== Challenge ==
Reproduce the lines of the material below without alteration, beginning at the line that contains "Q: For each instance of the wildflower" and stopping after the line that contains "x=196 y=287".

(Stored records)
════
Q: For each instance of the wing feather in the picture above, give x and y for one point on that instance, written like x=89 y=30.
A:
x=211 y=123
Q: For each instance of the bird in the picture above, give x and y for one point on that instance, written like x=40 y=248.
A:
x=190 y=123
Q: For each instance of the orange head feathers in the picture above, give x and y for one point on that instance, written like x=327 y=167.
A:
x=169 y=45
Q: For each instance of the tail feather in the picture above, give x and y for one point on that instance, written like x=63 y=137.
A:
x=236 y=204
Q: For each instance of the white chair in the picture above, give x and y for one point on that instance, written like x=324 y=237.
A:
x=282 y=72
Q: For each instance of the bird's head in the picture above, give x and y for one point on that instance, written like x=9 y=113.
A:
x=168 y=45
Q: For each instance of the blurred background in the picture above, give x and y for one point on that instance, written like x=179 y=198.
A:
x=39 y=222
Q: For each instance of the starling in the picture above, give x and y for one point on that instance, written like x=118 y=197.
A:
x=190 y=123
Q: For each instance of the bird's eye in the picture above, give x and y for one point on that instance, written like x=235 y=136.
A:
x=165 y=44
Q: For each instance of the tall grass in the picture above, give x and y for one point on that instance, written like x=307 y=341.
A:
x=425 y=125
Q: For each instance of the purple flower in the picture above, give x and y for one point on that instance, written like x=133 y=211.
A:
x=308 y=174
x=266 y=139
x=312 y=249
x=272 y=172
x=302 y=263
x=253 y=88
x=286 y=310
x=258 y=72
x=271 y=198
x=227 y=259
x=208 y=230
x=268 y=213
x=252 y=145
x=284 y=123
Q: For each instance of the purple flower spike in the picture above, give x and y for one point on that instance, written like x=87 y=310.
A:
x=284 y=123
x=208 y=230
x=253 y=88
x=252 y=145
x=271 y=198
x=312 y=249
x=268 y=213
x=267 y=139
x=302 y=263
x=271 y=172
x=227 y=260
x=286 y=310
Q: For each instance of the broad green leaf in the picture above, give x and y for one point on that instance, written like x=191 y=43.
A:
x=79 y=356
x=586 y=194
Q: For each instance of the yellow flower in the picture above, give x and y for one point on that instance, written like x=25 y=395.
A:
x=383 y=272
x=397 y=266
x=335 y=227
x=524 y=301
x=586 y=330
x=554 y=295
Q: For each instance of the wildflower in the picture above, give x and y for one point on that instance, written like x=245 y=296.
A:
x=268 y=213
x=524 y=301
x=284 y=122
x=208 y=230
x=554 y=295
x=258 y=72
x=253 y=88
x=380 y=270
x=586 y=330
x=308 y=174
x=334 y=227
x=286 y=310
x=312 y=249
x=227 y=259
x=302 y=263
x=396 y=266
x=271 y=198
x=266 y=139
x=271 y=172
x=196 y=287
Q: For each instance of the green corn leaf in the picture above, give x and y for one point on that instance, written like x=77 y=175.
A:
════
== Written solution ==
Q: For each instance of the wildflower in the picture above, give x and y for one point on that instance, written like x=245 y=296.
A:
x=268 y=213
x=524 y=301
x=284 y=122
x=208 y=230
x=554 y=295
x=258 y=72
x=253 y=88
x=380 y=270
x=586 y=330
x=308 y=174
x=334 y=227
x=286 y=310
x=312 y=249
x=227 y=259
x=302 y=263
x=396 y=266
x=271 y=198
x=266 y=139
x=271 y=172
x=196 y=287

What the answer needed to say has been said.